Zähle, wie viele Zeilen des folgenden Materials die Zeichenfolge „ceiling“ enthalten, wobei Groß- und Kleinschreibung zu beachten ist. Gib nur die Zahl an.

==== VORLIEGENDE DATEN ====

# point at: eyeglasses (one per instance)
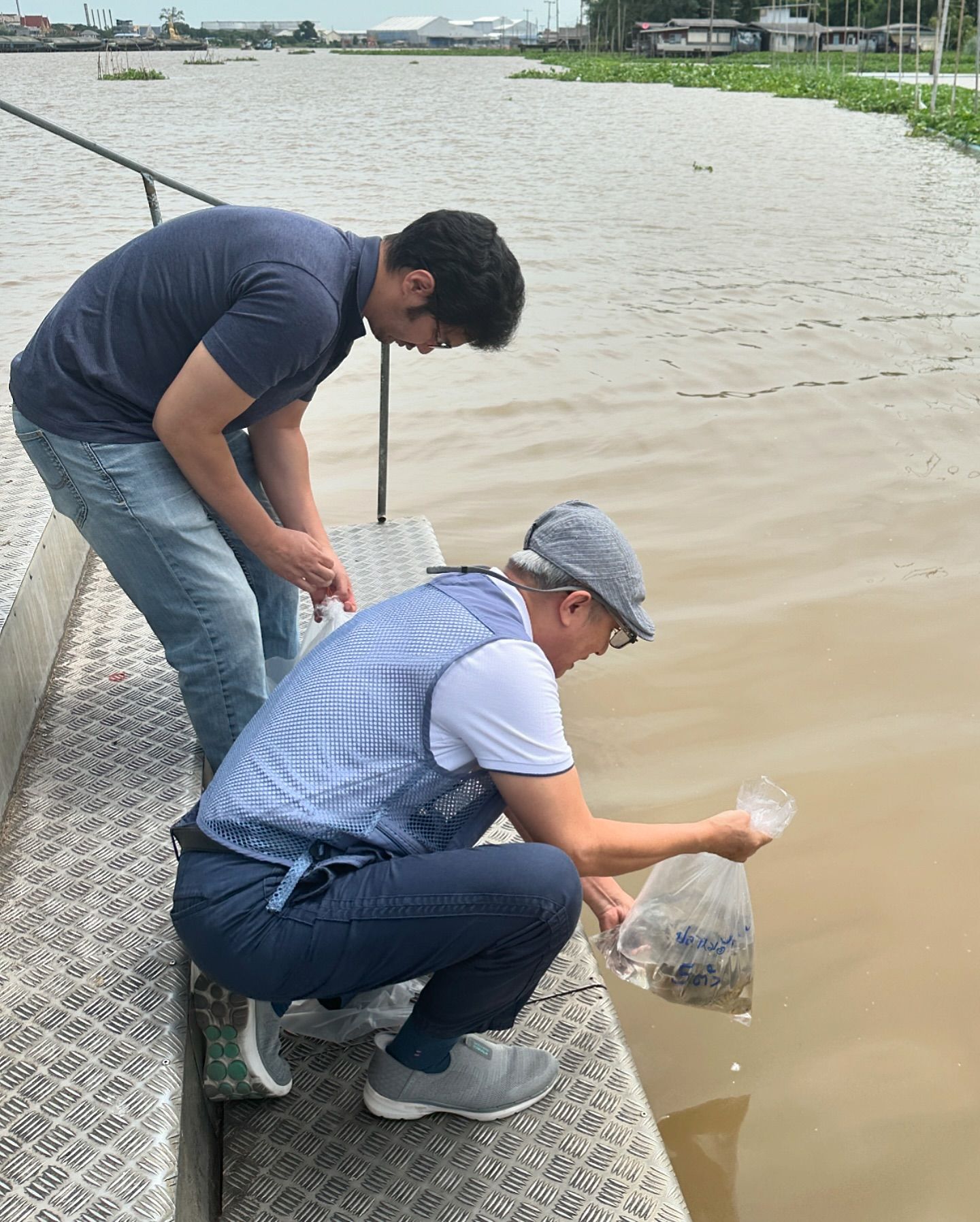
(619, 637)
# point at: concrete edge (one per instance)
(198, 1195)
(31, 635)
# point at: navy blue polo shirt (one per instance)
(276, 299)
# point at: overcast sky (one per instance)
(339, 14)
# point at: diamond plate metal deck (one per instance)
(92, 979)
(93, 995)
(589, 1153)
(26, 509)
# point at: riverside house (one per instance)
(686, 37)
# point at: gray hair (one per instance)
(540, 572)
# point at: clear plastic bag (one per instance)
(333, 617)
(689, 936)
(382, 1010)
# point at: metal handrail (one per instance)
(150, 178)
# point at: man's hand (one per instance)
(340, 589)
(299, 559)
(730, 835)
(608, 899)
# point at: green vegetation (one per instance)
(115, 66)
(427, 50)
(785, 78)
(133, 75)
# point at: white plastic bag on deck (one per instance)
(276, 669)
(382, 1010)
(689, 936)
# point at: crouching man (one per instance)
(334, 851)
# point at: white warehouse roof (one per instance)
(399, 24)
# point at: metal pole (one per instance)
(382, 434)
(107, 153)
(956, 65)
(918, 52)
(938, 55)
(152, 199)
(977, 61)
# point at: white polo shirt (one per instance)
(497, 708)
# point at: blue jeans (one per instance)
(488, 922)
(215, 608)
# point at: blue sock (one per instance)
(414, 1050)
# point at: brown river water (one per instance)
(769, 374)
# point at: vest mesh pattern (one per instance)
(339, 755)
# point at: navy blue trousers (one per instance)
(487, 922)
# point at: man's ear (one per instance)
(574, 606)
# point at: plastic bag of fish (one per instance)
(689, 936)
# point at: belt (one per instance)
(192, 840)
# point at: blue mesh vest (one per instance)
(336, 767)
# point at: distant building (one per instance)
(413, 32)
(571, 38)
(687, 37)
(909, 37)
(274, 27)
(843, 38)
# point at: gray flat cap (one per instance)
(591, 548)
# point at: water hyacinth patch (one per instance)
(751, 73)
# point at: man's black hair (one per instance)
(478, 282)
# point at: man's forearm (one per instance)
(620, 848)
(598, 892)
(207, 463)
(282, 462)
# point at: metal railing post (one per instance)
(152, 199)
(107, 153)
(382, 434)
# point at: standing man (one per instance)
(334, 851)
(133, 399)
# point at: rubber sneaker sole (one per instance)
(233, 1066)
(394, 1110)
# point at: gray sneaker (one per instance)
(484, 1082)
(241, 1057)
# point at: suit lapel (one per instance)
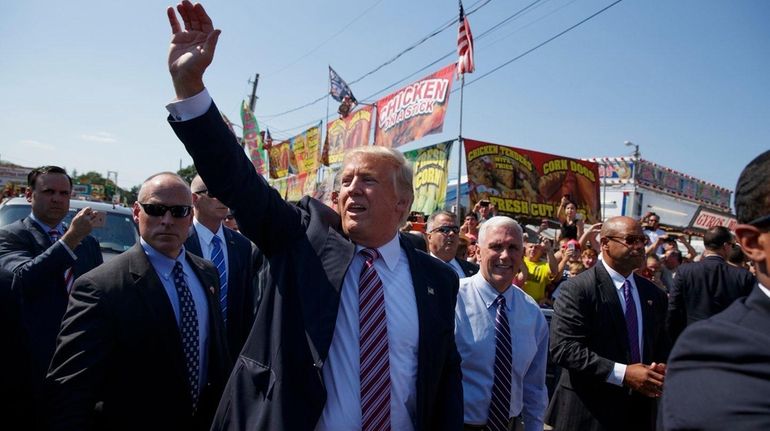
(156, 299)
(610, 293)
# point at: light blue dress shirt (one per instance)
(164, 266)
(475, 335)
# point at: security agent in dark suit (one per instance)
(46, 257)
(719, 370)
(301, 366)
(608, 334)
(443, 240)
(237, 295)
(707, 287)
(141, 345)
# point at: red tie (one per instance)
(375, 365)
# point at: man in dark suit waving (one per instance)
(356, 331)
(719, 369)
(142, 345)
(707, 287)
(231, 253)
(608, 334)
(46, 258)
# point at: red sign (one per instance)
(414, 111)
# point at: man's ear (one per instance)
(750, 237)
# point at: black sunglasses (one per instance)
(446, 229)
(158, 210)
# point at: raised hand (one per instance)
(192, 49)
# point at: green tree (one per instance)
(188, 173)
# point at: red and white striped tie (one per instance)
(375, 364)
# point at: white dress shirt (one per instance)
(341, 371)
(475, 316)
(619, 370)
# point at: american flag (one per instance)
(464, 45)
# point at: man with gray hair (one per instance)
(443, 241)
(502, 337)
(355, 329)
(143, 334)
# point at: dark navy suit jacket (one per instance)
(277, 382)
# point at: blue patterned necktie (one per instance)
(632, 325)
(218, 257)
(188, 328)
(500, 405)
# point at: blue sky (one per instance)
(85, 83)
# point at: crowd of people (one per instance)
(239, 311)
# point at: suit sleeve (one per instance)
(33, 272)
(78, 365)
(570, 332)
(263, 216)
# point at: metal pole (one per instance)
(460, 150)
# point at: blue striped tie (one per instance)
(500, 404)
(218, 257)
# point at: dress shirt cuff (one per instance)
(192, 107)
(66, 247)
(617, 374)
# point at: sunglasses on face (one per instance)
(158, 210)
(204, 192)
(631, 240)
(446, 229)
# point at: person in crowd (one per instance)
(443, 240)
(46, 258)
(230, 222)
(143, 333)
(232, 254)
(589, 257)
(302, 367)
(572, 222)
(719, 369)
(502, 337)
(540, 273)
(653, 232)
(608, 334)
(705, 288)
(470, 227)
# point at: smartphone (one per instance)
(99, 219)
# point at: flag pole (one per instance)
(460, 151)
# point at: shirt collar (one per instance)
(162, 263)
(617, 278)
(205, 234)
(489, 294)
(390, 252)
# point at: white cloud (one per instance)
(102, 137)
(37, 145)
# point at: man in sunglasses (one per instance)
(719, 369)
(608, 334)
(443, 241)
(232, 254)
(143, 333)
(356, 329)
(705, 288)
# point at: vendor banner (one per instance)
(252, 139)
(281, 160)
(306, 148)
(431, 171)
(529, 184)
(346, 133)
(414, 111)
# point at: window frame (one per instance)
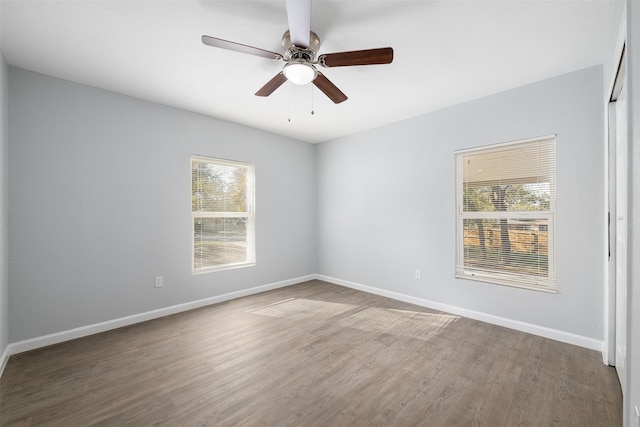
(532, 282)
(250, 259)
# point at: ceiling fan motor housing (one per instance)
(300, 53)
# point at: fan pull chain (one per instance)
(289, 114)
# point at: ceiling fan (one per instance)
(300, 54)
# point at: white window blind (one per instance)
(222, 205)
(506, 202)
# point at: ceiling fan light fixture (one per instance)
(300, 73)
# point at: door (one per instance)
(621, 213)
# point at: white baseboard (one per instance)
(83, 331)
(58, 337)
(542, 331)
(4, 358)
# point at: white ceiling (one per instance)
(446, 52)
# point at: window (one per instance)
(222, 205)
(505, 228)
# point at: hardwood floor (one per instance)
(313, 354)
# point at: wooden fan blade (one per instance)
(299, 18)
(272, 85)
(329, 89)
(357, 57)
(238, 47)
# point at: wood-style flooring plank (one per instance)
(312, 354)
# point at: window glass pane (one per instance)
(507, 245)
(219, 241)
(218, 188)
(507, 198)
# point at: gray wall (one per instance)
(4, 279)
(99, 190)
(386, 202)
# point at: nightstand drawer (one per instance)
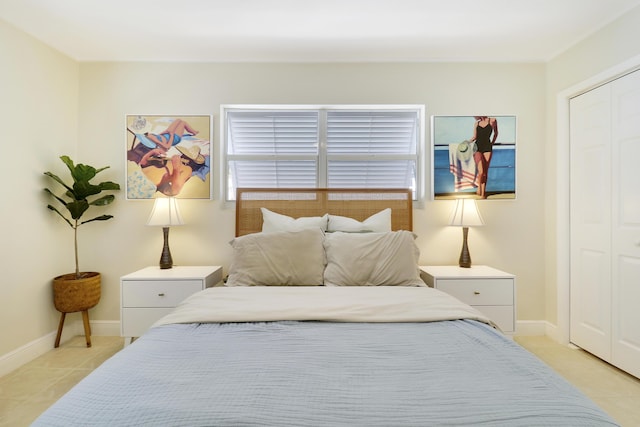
(479, 291)
(162, 293)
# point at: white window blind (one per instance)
(302, 147)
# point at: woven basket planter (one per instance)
(71, 295)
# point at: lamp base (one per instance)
(465, 257)
(165, 259)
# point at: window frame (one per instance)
(322, 156)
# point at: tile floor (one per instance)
(29, 390)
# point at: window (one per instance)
(332, 147)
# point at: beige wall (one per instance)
(609, 51)
(513, 238)
(56, 106)
(38, 110)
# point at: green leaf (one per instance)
(108, 185)
(98, 218)
(103, 201)
(59, 213)
(58, 180)
(77, 208)
(84, 189)
(61, 200)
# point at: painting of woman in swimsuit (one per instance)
(474, 157)
(168, 156)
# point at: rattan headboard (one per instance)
(353, 203)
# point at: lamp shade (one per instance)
(165, 212)
(466, 214)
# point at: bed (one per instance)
(322, 322)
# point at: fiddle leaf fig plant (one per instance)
(79, 196)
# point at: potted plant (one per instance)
(79, 291)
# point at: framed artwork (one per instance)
(168, 156)
(473, 157)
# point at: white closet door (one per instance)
(590, 210)
(625, 236)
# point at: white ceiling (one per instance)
(312, 31)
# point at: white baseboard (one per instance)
(111, 328)
(36, 348)
(530, 327)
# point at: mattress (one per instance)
(328, 372)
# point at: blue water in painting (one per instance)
(502, 171)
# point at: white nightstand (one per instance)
(489, 290)
(149, 294)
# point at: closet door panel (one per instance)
(590, 172)
(625, 230)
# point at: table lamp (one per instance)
(465, 215)
(165, 213)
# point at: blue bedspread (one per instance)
(448, 373)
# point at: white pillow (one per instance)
(372, 259)
(272, 221)
(379, 222)
(281, 258)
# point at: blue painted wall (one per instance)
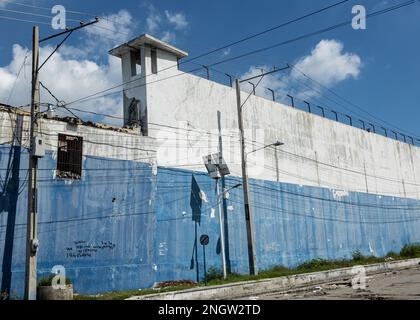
(122, 228)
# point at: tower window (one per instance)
(154, 60)
(69, 157)
(135, 62)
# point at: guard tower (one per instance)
(144, 59)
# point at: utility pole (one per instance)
(31, 239)
(36, 150)
(222, 236)
(252, 257)
(248, 210)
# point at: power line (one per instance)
(348, 101)
(308, 35)
(67, 11)
(25, 20)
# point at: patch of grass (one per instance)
(410, 251)
(122, 295)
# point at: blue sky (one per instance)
(377, 69)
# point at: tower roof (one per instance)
(146, 39)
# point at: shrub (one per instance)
(314, 264)
(214, 273)
(358, 256)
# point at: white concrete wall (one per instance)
(182, 114)
(96, 142)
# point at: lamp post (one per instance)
(217, 168)
(253, 270)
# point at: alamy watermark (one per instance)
(59, 280)
(359, 20)
(358, 282)
(58, 21)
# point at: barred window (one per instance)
(69, 159)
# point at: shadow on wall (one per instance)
(195, 204)
(9, 194)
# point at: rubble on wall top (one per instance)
(70, 120)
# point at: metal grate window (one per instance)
(69, 159)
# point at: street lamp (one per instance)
(253, 270)
(217, 169)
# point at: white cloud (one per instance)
(165, 25)
(226, 52)
(68, 79)
(111, 30)
(328, 65)
(153, 20)
(177, 19)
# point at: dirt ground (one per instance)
(397, 285)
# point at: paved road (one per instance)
(398, 285)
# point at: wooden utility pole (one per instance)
(248, 210)
(32, 238)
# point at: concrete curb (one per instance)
(251, 288)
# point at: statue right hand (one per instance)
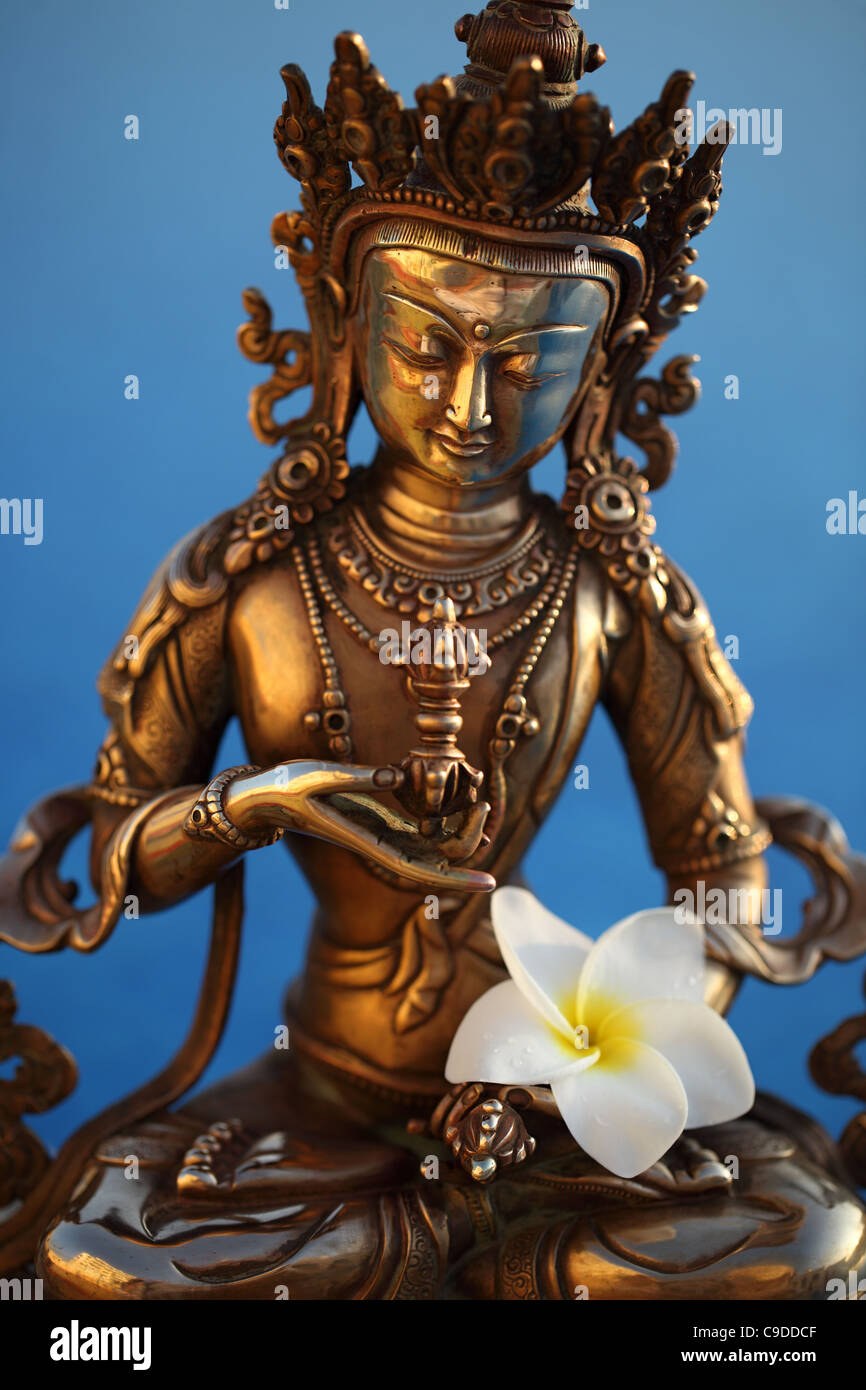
(335, 802)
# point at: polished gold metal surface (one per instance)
(414, 651)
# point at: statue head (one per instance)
(471, 370)
(499, 271)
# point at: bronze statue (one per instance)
(413, 651)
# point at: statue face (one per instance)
(471, 374)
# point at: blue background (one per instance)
(129, 257)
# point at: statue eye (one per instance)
(520, 371)
(416, 359)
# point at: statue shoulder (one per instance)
(648, 594)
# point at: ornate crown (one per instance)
(506, 160)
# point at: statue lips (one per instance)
(469, 448)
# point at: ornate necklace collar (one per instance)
(406, 590)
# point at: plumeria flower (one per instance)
(616, 1027)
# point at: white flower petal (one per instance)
(505, 1040)
(542, 954)
(701, 1047)
(651, 955)
(627, 1109)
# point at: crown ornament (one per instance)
(510, 161)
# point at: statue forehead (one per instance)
(462, 288)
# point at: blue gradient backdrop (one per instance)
(129, 257)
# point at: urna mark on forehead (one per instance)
(477, 298)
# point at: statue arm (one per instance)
(681, 713)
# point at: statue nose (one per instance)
(467, 407)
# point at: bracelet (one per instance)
(207, 819)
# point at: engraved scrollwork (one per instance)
(288, 350)
(45, 1076)
(647, 401)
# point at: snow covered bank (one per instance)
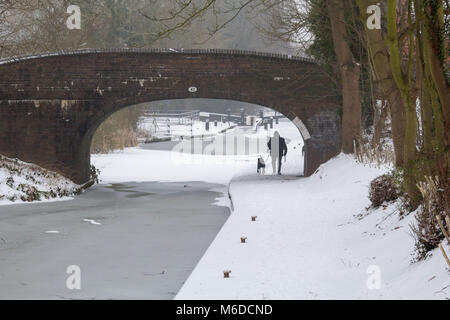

====

LÖSUNG:
5